**** PROVIDED RECORDS ****

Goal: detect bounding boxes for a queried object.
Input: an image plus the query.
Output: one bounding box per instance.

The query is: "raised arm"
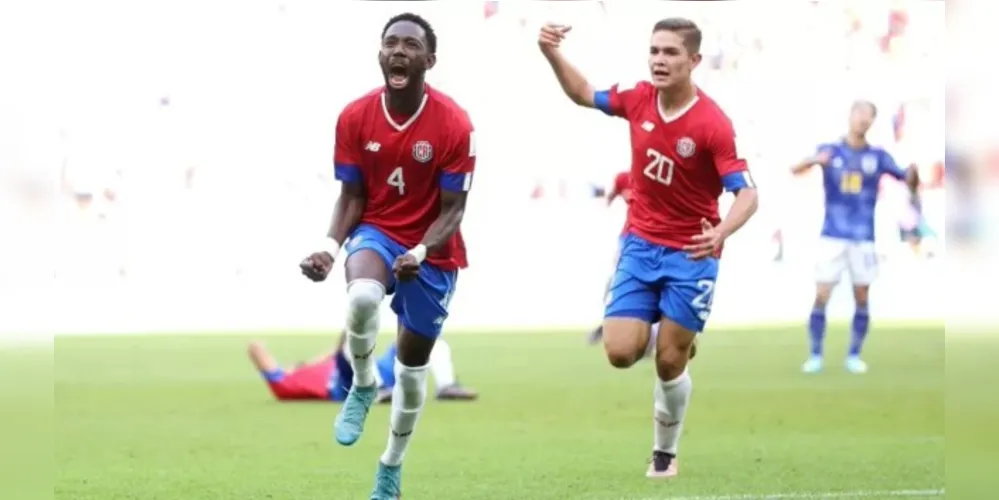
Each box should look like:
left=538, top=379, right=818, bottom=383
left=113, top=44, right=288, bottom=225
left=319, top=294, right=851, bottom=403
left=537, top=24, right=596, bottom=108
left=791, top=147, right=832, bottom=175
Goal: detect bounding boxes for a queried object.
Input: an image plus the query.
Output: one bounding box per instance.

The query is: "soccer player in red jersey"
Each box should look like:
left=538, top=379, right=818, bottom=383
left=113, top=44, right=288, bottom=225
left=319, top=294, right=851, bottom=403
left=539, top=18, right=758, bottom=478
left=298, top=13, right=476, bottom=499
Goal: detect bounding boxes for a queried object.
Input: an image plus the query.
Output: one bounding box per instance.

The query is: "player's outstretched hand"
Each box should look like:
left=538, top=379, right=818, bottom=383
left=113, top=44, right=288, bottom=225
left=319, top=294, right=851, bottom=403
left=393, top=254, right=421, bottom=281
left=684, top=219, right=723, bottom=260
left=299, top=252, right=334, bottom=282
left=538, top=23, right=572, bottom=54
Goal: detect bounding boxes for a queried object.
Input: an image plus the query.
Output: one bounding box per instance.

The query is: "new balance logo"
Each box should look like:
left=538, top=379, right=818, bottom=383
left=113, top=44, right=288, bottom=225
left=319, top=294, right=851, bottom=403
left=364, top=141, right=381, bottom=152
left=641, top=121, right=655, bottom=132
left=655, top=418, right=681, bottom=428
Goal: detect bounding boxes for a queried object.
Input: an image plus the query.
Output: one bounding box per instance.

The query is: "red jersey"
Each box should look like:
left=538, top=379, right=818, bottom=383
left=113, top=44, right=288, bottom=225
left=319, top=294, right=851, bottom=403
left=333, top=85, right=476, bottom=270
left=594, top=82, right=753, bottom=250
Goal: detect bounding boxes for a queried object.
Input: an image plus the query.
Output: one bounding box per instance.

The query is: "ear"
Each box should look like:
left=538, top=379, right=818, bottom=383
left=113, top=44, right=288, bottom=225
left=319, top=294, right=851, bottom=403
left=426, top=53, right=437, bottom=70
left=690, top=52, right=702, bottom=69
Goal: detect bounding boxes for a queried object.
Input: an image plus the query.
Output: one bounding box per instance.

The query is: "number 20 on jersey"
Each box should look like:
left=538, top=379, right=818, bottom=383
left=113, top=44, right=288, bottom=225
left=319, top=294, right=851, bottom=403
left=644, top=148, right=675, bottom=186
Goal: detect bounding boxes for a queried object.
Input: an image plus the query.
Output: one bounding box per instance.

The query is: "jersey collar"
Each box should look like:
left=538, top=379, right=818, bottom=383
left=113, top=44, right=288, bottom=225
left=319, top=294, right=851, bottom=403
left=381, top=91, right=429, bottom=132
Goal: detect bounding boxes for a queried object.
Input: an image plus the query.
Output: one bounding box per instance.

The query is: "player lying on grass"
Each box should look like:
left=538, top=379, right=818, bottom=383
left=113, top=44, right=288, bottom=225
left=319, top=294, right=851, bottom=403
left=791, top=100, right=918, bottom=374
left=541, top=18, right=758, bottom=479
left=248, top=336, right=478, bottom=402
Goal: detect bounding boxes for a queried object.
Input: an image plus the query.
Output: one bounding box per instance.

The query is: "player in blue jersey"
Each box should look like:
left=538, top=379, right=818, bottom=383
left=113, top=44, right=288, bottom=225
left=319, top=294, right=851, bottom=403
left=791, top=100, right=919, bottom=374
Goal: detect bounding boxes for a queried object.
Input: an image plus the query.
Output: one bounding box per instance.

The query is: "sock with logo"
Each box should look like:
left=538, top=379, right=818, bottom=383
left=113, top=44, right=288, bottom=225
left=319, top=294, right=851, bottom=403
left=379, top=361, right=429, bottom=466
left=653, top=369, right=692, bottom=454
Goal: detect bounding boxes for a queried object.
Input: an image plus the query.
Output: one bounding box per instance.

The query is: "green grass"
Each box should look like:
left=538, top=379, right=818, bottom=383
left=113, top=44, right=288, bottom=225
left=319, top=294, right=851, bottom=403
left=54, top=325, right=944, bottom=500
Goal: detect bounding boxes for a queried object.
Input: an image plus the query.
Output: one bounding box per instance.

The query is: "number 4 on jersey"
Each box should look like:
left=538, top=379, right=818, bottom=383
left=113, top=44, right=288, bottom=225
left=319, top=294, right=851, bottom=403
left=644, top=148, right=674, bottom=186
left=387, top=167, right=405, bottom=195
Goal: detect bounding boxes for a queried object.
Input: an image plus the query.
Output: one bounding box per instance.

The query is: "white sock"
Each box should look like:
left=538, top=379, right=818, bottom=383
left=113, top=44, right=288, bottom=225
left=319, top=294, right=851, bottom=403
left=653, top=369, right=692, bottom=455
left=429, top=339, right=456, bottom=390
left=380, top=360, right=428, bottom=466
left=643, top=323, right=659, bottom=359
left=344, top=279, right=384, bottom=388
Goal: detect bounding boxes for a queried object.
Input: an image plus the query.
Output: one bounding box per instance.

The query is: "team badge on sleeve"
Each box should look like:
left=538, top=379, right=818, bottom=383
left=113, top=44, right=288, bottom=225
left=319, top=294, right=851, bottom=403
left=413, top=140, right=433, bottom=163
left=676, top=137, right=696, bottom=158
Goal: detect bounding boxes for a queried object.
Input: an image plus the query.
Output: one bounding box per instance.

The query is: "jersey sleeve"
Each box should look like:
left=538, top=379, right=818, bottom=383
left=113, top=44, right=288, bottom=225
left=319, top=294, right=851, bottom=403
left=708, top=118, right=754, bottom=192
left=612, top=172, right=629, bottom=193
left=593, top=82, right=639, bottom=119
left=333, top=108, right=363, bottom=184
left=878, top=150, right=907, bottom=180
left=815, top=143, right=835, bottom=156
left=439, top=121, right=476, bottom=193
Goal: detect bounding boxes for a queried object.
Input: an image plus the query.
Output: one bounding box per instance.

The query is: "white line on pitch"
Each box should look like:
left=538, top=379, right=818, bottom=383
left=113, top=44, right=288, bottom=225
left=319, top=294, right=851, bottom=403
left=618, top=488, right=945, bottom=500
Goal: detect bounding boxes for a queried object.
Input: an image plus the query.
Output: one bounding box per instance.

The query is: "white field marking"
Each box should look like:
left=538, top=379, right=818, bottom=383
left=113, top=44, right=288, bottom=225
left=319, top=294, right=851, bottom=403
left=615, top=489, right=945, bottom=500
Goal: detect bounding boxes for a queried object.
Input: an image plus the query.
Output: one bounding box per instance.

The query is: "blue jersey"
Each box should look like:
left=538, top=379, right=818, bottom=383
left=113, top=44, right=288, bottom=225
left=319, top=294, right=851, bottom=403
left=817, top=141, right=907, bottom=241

****

PROBLEM REQUIREMENTS:
Give the data back exactly, omitting all pictures.

YOUR RESPONSE:
Goal: detect bounding boxes for a queried object.
Input: an image plus the query.
Output: one bounding box per instance.

The query is: "raised arm"
Each box should look like:
left=538, top=379, right=818, bottom=383
left=113, top=44, right=288, bottom=225
left=319, top=294, right=851, bottom=403
left=537, top=24, right=596, bottom=108
left=791, top=147, right=832, bottom=175
Goal: detect bounding boxes for a queried object.
Input: an image plus the query.
Output: one bounding box per instance.

The query is: "soccer player in red jersey"
Each box should look like:
left=538, top=379, right=818, bottom=383
left=113, top=44, right=288, bottom=225
left=319, top=294, right=851, bottom=403
left=539, top=18, right=758, bottom=478
left=298, top=13, right=476, bottom=499
Goal: detect bounding boxes for a queried object.
Input: an image plus the query.
Output: one bounding box per instance.

The query is: "player's outstretched hand"
Each box should look like:
left=538, top=379, right=818, bottom=383
left=113, top=44, right=288, bottom=225
left=319, top=294, right=851, bottom=403
left=393, top=254, right=421, bottom=281
left=684, top=219, right=723, bottom=260
left=299, top=252, right=334, bottom=282
left=538, top=23, right=572, bottom=54
Goal: detect bounding boxes for a queried object.
Input: an image plus the query.
Output: one bounding box per instance.

The query is: "new balance logo"
Each box should look like:
left=538, top=379, right=818, bottom=383
left=113, top=44, right=288, bottom=225
left=319, top=294, right=851, bottom=403
left=364, top=141, right=381, bottom=152
left=641, top=121, right=655, bottom=132
left=655, top=418, right=681, bottom=428
Goal: detect bounding boxes for a queried object.
Input: an image plus the query.
Output: one bounding box per instance.

The query is: "red jersey"
Each box should look like:
left=538, top=379, right=818, bottom=383
left=113, top=44, right=288, bottom=225
left=319, top=294, right=851, bottom=403
left=333, top=85, right=476, bottom=270
left=594, top=82, right=753, bottom=250
Goal: detect bounding boxes for a queried object.
Input: an image plus the query.
Output: one bounding box per instance.

The query is: "ear"
Each box should look like:
left=538, top=379, right=818, bottom=383
left=113, top=44, right=288, bottom=225
left=319, top=294, right=851, bottom=403
left=426, top=53, right=437, bottom=70
left=690, top=52, right=702, bottom=69
Goal: detect bounding boxes for a queried object.
Input: an image plus the query.
Output: one bounding box per instance.

The query is: "number 20 on jersey"
Each box should look like:
left=538, top=379, right=818, bottom=383
left=113, top=44, right=288, bottom=225
left=319, top=294, right=851, bottom=403
left=644, top=148, right=675, bottom=186
Goal: detect bounding boxes for a queried object.
Input: an image plus the query.
Output: one bounding box per instance.

The query is: "jersey collar"
Each box should look like:
left=538, top=379, right=818, bottom=383
left=113, top=44, right=288, bottom=225
left=319, top=294, right=851, bottom=403
left=381, top=91, right=429, bottom=132
Goal: detect bounding boxes for a queried object.
Input: an image plus the query.
Output: one bounding box per instance.

The query is: "player lying on grass"
Each box should look like:
left=538, top=379, right=818, bottom=383
left=113, top=44, right=288, bottom=225
left=319, top=294, right=851, bottom=403
left=791, top=100, right=918, bottom=374
left=541, top=18, right=758, bottom=479
left=248, top=336, right=478, bottom=402
Goal: detect bounding boxes for a queried object.
Input: an image plus the query.
Output: one bounding box per instance.

The query is: "player in blue jersey"
Each box should look like:
left=538, top=379, right=818, bottom=383
left=113, top=44, right=288, bottom=225
left=319, top=294, right=851, bottom=403
left=791, top=100, right=919, bottom=374
Goal: detect bounding boxes for a queried object.
Input: an image plus the query.
Output: one bounding box per instance.

The query is: "sock with logo"
Each box should look like:
left=538, top=379, right=818, bottom=383
left=113, top=44, right=288, bottom=225
left=319, top=294, right=851, bottom=403
left=379, top=361, right=429, bottom=466
left=653, top=369, right=692, bottom=454
Goal: detect bounding boxes for a queried object.
Input: an image plus the query.
Output: one bounding box per instance.

The query is: "green grass"
Each box should look like:
left=538, top=379, right=818, bottom=383
left=113, top=44, right=288, bottom=225
left=319, top=294, right=851, bottom=403
left=54, top=325, right=944, bottom=500
Goal: detect bounding boxes for a queried object.
Input: an image plus the query.
Output: one bounding box per instance.

The query is: "number 4 on jersey"
Each box should look like:
left=538, top=379, right=818, bottom=383
left=113, top=44, right=288, bottom=225
left=319, top=294, right=851, bottom=403
left=644, top=148, right=674, bottom=186
left=387, top=167, right=405, bottom=195
Goal: detect bounding boxes for a queried object.
Input: an image plus the query.
Output: one bounding box per instance.

The query is: "white sock"
Each box should look like:
left=538, top=379, right=818, bottom=383
left=113, top=44, right=288, bottom=225
left=319, top=294, right=851, bottom=403
left=653, top=369, right=692, bottom=455
left=429, top=339, right=456, bottom=390
left=380, top=360, right=428, bottom=466
left=643, top=323, right=659, bottom=359
left=344, top=279, right=384, bottom=388
Goal: detect bounding boxes for a queried object.
Input: an image plus the query.
Output: one bounding box per instance.

The query is: "team badge on sleeve"
Each box should look like:
left=538, top=379, right=818, bottom=383
left=113, top=44, right=288, bottom=225
left=319, top=294, right=851, bottom=403
left=413, top=140, right=433, bottom=163
left=676, top=137, right=696, bottom=158
Goal: detect bounding boxes for a queried object.
Input: an image plus the query.
Output: one bounding box per instance.

The query is: "jersey sleeve"
Each box should look like:
left=538, top=379, right=818, bottom=383
left=113, top=44, right=288, bottom=225
left=319, top=294, right=851, bottom=403
left=708, top=118, right=754, bottom=192
left=612, top=172, right=629, bottom=193
left=593, top=82, right=639, bottom=119
left=333, top=108, right=363, bottom=184
left=878, top=150, right=907, bottom=180
left=815, top=143, right=835, bottom=156
left=439, top=121, right=476, bottom=193
Goal: detect bounding boxes for a queried object.
Input: an image plus the query.
Output: one bounding box per instance.

The query is: "white line on pitch"
Each box should look like:
left=538, top=379, right=818, bottom=383
left=113, top=44, right=288, bottom=225
left=319, top=294, right=851, bottom=403
left=618, top=488, right=945, bottom=500
Goal: detect bounding boxes for a queried object.
Input: an image plus the query.
Output: one bounding box per instance.

The query is: "white field marking"
Each box should look like:
left=538, top=379, right=818, bottom=383
left=113, top=44, right=288, bottom=225
left=319, top=294, right=851, bottom=403
left=615, top=489, right=945, bottom=500
Goal: detect bounding boxes for a queried object.
Input: an image plus the query.
Output: one bounding box per instance.

The query is: "blue jersey"
Each box should look like:
left=538, top=379, right=818, bottom=383
left=113, top=44, right=288, bottom=225
left=319, top=294, right=851, bottom=403
left=817, top=141, right=907, bottom=241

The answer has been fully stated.